◆ ZU ERLEDIGEN:
**1)** Ersetze in den Einträgen „cherry tomato“ durch „grape tomato“, und zwar im Abschnitt, der mit der Zeile beginnt, die „Can you find the cherry tomato on“ enthält, und mit der Zeile endet, die „pixel 730 463“ enthält. Gib nur diesen Abschnitt wieder und lass alles andere darin unverändert.
**2)** Nimm den Seitenauszug über „Bio“- und „Öko“-Werbung nach seinem letzten Satz wieder auf und schreibe ihn weiter.
----- SEITENAUSZUG
Je mehr sich die Menschheit mit Komfort, Wohlstand und Technik umgibt, umso lauter rufen die Mahner nach Rückbesinnung auf ein Leben im Einklang mit der Natur. Ohne jeden Zweifel berechtigt, denn der Mensch kann nicht auf Dauer Raubbau an den Ressourcen der Welt und der eigenen Gesundheit betreiben, ohne den Ast abzusägen, auf dem er sitzt.

Was einen aber immer wieder den Kopf schütteln läßt, ist die Blauäugigkeit, mit der alles geglaubt wird, was das Etikett „Bio“ oder „Öko“ trägt. Ein paar Beispiele:

L. casei

Eine Firma bringt Joghurt-Kleinstabfüllungen - eßlöffelweise portioniert in einen dicken Kunststoffnapf verpackt und verschlossen mit aufgeschweißter Plastik-Alu-Verbundfolie - auf den Markt, setzt „L.casei“-Kulturen hinzu und jeder weiß, daß diese unglaublich gut für die natürlichen Abwehrkräfte sind. Das weiß man, weil's die Firma verspricht und noch dazu Fitness und Aktivität suggeriert.
Was ist eigentlich „L. casei“? 
Lactobacillus casei heißt er vollständig. Ein simples Milchsäurebakterium, das sich ganz natürlich in der Milch findet und damit auch in zahllosen Milchprodukten. Anscheinend rechtfertigt es die Verpackungsorgie, denn das Produkt ist von Ökotest mit „sehr gut“ bewertet worden. 
„Tests“ (Variante ist die noch wissenschaftlicher klingende „Studie“) peppen überhaupt so manche Reklame auf, wenn es darum geht, die Glaubwürdigkeit der Versprechungen zu stärken. Ein Test kann praktischerweise von jedem durchgeführt oder erfunden werden und dementsprechend alles „beweisen“, was man gerade für richtig hält.
----------
----- GESPEICHERTE EINTRÄGE
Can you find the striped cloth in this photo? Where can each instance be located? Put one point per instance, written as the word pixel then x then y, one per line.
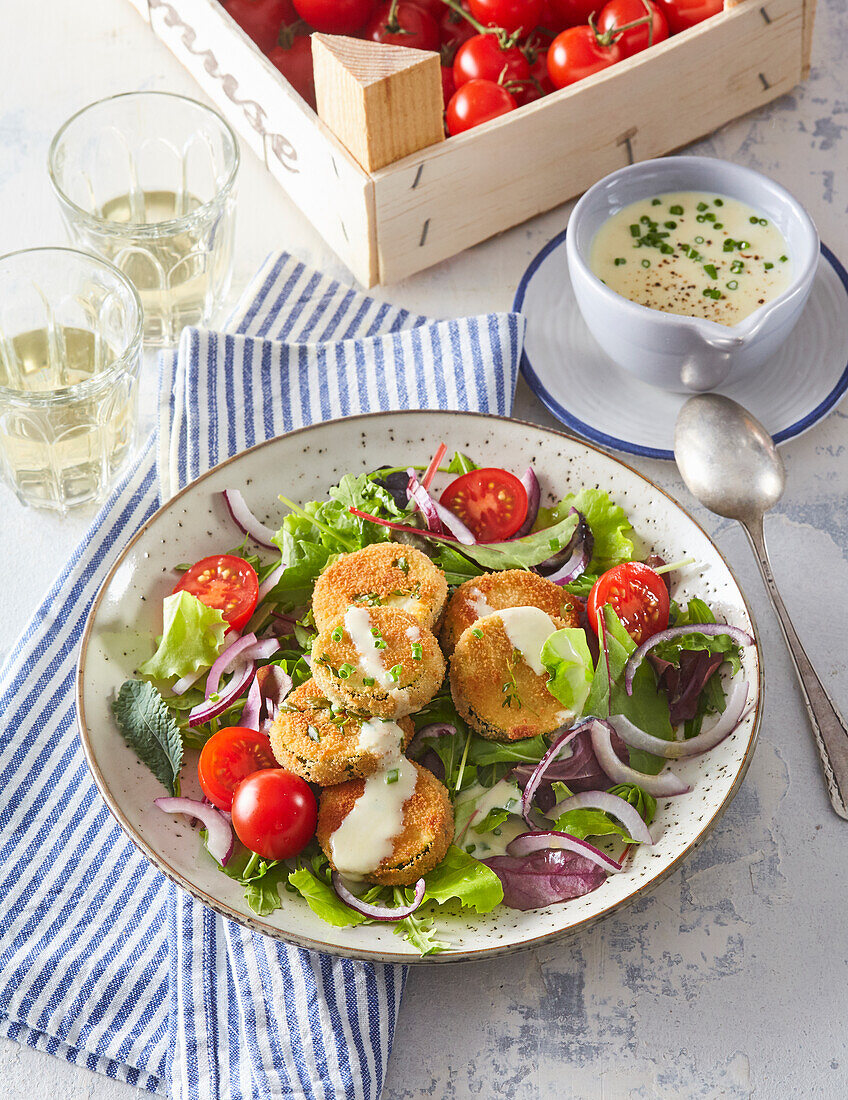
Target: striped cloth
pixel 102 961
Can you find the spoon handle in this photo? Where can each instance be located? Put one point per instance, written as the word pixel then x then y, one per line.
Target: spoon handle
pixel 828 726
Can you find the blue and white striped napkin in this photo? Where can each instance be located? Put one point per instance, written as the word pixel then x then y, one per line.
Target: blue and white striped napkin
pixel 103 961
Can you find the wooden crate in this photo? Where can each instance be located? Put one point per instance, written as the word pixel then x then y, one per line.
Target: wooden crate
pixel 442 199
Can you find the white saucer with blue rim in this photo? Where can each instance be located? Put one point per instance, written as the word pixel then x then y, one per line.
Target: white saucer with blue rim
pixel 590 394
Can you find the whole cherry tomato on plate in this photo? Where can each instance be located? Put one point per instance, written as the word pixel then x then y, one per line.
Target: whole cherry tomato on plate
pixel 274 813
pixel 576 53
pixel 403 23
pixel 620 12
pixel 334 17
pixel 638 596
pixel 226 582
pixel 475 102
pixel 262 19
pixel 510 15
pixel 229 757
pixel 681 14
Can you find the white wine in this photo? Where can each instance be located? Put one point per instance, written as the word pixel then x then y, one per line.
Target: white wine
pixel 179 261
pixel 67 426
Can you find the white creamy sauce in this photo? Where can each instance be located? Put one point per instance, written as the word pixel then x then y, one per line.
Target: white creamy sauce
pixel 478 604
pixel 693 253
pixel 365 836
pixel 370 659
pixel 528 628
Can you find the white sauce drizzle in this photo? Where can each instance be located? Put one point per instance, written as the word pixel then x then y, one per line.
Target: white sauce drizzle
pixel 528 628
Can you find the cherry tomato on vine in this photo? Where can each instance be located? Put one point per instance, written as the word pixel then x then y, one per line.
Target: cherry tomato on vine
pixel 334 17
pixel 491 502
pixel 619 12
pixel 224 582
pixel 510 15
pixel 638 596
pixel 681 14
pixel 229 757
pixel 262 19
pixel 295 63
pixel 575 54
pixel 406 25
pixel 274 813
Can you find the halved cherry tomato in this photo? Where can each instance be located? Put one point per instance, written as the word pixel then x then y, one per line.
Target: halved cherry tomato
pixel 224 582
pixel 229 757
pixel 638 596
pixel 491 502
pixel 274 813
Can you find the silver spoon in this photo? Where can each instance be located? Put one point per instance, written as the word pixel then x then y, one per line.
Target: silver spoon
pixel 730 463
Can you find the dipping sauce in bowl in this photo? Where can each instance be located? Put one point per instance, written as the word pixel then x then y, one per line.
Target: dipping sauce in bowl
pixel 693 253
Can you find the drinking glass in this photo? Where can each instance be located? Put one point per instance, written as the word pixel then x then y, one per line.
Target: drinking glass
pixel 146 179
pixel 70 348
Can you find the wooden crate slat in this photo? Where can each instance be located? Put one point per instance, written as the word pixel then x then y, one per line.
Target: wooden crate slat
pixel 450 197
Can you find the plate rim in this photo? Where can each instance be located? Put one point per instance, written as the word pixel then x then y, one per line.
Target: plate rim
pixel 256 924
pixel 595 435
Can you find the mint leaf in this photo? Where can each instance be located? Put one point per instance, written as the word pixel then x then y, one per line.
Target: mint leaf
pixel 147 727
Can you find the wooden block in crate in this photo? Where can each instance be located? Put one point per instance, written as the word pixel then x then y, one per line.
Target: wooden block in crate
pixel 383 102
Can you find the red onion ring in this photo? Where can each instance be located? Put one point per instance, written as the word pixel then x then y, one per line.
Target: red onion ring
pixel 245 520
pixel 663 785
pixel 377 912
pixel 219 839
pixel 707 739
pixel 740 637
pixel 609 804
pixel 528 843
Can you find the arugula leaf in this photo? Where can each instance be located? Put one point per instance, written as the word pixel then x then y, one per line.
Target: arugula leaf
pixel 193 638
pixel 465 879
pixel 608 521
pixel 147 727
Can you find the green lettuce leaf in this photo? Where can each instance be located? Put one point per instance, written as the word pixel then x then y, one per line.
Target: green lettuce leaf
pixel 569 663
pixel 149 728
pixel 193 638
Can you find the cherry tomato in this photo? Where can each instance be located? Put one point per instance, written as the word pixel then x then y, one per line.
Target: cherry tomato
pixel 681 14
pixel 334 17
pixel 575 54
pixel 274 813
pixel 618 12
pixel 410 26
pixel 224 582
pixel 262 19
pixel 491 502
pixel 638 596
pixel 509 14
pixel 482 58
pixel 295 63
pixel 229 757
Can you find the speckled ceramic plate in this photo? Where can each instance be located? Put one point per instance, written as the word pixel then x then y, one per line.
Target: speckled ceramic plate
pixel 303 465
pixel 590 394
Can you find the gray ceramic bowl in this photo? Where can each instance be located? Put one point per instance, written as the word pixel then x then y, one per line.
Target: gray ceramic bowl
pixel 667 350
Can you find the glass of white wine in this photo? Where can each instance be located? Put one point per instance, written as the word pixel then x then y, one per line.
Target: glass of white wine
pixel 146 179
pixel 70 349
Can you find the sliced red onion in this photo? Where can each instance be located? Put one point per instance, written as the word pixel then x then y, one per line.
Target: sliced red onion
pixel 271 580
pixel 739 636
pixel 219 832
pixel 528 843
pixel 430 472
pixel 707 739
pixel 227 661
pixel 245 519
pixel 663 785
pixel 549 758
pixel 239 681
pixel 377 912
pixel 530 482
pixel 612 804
----------
◆ GELÖSTE AUFGABEN:
**1)**
Can you find the grape tomato on vine in this photo? Where can each instance be located? Put one point per instance, written as the word pixel then x then y, one per line.
Target: grape tomato on vine
pixel 334 17
pixel 491 502
pixel 619 12
pixel 224 582
pixel 510 15
pixel 638 596
pixel 681 14
pixel 229 757
pixel 262 19
pixel 295 63
pixel 575 54
pixel 406 25
pixel 274 813
Can you find the halved grape tomato in this photo? Where can each instance be located? Put one point per instance, written as the word pixel then x then y, one per line.
Target: halved grape tomato
pixel 224 582
pixel 229 757
pixel 638 596
pixel 491 502
pixel 274 813
Can you find the silver spoon in this photo? Where can each instance be located? Put one point per instance, written as the word pixel then x then y, one per line.
Target: silver spoon
pixel 730 463

**2)**
Ökotest ist zwar nicht Hinz und Kunz, aber auch die haben neulich Lammfleisch aus Feuerland preisgekrönt - was nicht dafür spricht, daß die Juroren sich um Transportwege und damit verbundene Umweltbelastungen Sorgen machen.

Was sind eigentlich Cerealien?

Weizen, Gerste, Roggen, Mais ... kurz: Getreide. Aber welches Kind möchte schon ein Frühstück aus Getreide? Könnte ja gesund schmecken. Kinder verbinden mit dem (dem Englischen entlehnten) Wort mittlerweile die gezuckerte Frühstücksflockenherrlichkeit, und die (einkaufenden) Mütter und Väter scheinen auch nicht zu merken, daß normales Brot aus den gleichen Rohstoffen hergestellt wird. Unterschied: Vollkornbrot enthält keinen Zuckerzusatz, dafür aber jede Menge Ballaststoffe. Wie bedeutend diese für die Ernährung sind, wird gerne verschwiegen. Sie lassen sich nicht so gut verkaufen.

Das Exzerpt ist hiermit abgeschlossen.